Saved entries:
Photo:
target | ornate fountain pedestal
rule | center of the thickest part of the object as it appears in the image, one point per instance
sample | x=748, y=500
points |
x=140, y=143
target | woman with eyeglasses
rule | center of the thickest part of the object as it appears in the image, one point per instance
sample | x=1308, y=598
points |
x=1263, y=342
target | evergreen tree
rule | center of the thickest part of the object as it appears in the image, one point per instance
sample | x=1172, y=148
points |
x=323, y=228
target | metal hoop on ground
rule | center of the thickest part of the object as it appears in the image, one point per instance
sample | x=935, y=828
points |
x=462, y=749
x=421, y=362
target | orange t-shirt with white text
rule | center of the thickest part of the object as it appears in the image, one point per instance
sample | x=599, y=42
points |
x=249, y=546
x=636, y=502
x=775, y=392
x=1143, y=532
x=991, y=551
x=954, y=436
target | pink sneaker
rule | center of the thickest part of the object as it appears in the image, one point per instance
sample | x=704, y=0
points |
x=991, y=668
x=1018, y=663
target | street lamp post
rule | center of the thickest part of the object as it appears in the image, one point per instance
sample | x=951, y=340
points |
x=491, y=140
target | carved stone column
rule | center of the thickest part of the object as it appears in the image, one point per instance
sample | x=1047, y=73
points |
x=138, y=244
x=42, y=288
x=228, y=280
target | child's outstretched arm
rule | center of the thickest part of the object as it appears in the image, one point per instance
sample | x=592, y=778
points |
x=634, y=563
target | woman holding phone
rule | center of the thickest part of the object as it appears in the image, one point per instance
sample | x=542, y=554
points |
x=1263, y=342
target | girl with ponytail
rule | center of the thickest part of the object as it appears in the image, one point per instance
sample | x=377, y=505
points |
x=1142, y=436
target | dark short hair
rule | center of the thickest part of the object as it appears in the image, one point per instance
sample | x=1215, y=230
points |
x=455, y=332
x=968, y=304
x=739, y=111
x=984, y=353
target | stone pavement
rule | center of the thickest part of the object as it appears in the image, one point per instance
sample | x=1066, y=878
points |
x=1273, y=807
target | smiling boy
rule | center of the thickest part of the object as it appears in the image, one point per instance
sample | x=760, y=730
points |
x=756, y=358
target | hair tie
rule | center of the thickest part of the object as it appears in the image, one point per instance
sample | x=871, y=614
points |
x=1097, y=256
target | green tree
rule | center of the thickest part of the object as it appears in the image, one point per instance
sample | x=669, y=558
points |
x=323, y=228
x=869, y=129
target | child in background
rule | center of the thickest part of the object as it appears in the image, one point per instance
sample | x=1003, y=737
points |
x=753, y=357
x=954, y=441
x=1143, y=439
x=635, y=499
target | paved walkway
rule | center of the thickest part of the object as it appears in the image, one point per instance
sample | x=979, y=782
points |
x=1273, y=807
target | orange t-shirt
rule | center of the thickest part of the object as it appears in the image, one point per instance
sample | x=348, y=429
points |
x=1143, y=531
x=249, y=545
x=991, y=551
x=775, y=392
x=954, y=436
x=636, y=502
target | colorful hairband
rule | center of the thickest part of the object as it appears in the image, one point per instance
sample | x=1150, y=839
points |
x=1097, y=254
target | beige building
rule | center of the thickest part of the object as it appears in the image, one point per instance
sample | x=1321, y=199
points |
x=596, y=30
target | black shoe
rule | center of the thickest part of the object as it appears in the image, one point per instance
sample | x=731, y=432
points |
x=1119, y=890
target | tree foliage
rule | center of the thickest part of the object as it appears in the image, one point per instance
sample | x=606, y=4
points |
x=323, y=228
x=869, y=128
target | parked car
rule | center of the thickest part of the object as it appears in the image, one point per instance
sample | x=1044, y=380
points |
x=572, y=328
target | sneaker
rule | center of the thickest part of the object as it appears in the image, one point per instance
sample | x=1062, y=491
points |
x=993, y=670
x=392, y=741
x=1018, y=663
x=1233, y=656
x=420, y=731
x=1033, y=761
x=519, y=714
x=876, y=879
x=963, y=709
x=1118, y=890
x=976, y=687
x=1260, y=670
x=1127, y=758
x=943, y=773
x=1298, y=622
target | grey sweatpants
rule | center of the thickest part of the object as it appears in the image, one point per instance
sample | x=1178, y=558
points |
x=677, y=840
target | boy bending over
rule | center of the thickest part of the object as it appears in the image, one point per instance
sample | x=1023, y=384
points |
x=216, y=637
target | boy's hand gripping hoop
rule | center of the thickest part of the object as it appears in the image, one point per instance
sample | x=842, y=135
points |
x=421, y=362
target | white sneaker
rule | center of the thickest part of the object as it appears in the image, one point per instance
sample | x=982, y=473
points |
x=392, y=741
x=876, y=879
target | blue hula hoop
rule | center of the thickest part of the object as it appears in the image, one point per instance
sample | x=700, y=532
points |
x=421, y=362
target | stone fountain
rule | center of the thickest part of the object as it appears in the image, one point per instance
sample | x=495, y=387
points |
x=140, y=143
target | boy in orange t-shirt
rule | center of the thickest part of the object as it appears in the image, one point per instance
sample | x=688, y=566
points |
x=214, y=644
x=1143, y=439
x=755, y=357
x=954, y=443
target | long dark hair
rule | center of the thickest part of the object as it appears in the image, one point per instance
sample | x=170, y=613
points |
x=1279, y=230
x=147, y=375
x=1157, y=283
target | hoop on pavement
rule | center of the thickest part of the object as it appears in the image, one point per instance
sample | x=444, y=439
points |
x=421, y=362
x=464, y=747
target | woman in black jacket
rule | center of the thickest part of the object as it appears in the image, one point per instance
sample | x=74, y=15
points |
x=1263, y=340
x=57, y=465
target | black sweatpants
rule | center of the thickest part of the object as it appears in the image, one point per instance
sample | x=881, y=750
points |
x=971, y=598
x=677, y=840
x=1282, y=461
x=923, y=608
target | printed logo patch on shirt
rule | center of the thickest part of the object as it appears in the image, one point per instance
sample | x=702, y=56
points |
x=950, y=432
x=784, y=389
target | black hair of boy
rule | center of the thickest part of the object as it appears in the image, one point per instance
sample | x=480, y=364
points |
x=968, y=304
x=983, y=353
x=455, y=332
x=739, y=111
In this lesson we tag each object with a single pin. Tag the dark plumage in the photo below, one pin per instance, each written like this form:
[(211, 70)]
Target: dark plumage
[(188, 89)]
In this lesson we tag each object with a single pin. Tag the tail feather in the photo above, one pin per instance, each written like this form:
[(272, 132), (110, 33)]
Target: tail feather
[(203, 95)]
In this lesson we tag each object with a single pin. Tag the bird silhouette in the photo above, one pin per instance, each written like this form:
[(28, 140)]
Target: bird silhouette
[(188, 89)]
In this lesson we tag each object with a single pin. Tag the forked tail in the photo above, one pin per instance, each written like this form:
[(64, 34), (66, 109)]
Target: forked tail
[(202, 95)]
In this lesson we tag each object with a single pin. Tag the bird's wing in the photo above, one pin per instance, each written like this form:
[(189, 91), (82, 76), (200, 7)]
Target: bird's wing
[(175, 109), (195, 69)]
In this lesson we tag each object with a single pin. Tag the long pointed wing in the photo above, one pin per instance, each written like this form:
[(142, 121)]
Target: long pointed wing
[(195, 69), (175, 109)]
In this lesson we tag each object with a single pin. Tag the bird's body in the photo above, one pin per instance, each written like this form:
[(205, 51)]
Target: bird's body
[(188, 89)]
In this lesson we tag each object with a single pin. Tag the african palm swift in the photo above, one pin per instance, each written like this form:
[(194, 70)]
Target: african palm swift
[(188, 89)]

WHAT YOU ARE ASKED TO DO -
Wherever the line holding "sample | x=1308, y=598" falls in the entries above, copy exactly from it through the line holding "target | hair tie", inclusive, and add nothing.

OUTPUT FOR THIS TASK -
sample | x=1308, y=598
points |
x=1263, y=342
target | evergreen tree
rule | center of the thickest part of the object as it appears in the image, one point per instance
sample | x=1172, y=148
points |
x=323, y=228
target | metal hoop on ground
rule | center of the thickest part of the object as it appears in the image, one point per instance
sample | x=935, y=828
points |
x=462, y=749
x=421, y=362
target | orange t-shirt with white text
rule | center of the thickest part of the object as it appears in the image, one point per instance
sample | x=599, y=42
points |
x=249, y=546
x=636, y=502
x=775, y=392
x=1143, y=532
x=991, y=551
x=954, y=436
target | pink sneaker
rule | center of the thickest part of the object as it appears in the image, one point per instance
sample | x=704, y=0
points |
x=991, y=668
x=1018, y=663
target | street lamp post
rule | center of the thickest part of the object as it appears in the image, one point per instance
sample | x=951, y=340
points |
x=491, y=140
target | carved stone column
rule | center of the thickest part of the object as it appears in the image, one point per instance
sample | x=1047, y=73
points |
x=138, y=244
x=42, y=288
x=228, y=280
target | child's outstretched arm
rule | center of the thickest part of the object as it appears in the image, one point per instance
sample | x=592, y=778
points |
x=634, y=563
target | woman holding phone
rule | center of the thickest part of the object as it appears in the image, one point per instance
sample | x=542, y=554
points |
x=1263, y=342
target | girl with ponytail
rule | center of the thickest part of the object as it appears in the image, one point per instance
sample | x=377, y=505
points |
x=1142, y=436
target | dark short hair
rule | center of the thickest part of the object as it appears in the image, one point per instance
sample | x=1215, y=230
points |
x=455, y=332
x=968, y=304
x=739, y=111
x=984, y=353
target | stone pavement
rule | center of the thickest part of the object as it appears in the image, one point per instance
sample | x=1066, y=878
points |
x=1273, y=807
target | smiling boy
rule | center of the thickest part of the object as it appears in the image, one point per instance
sample | x=760, y=730
points |
x=756, y=358
target | hair tie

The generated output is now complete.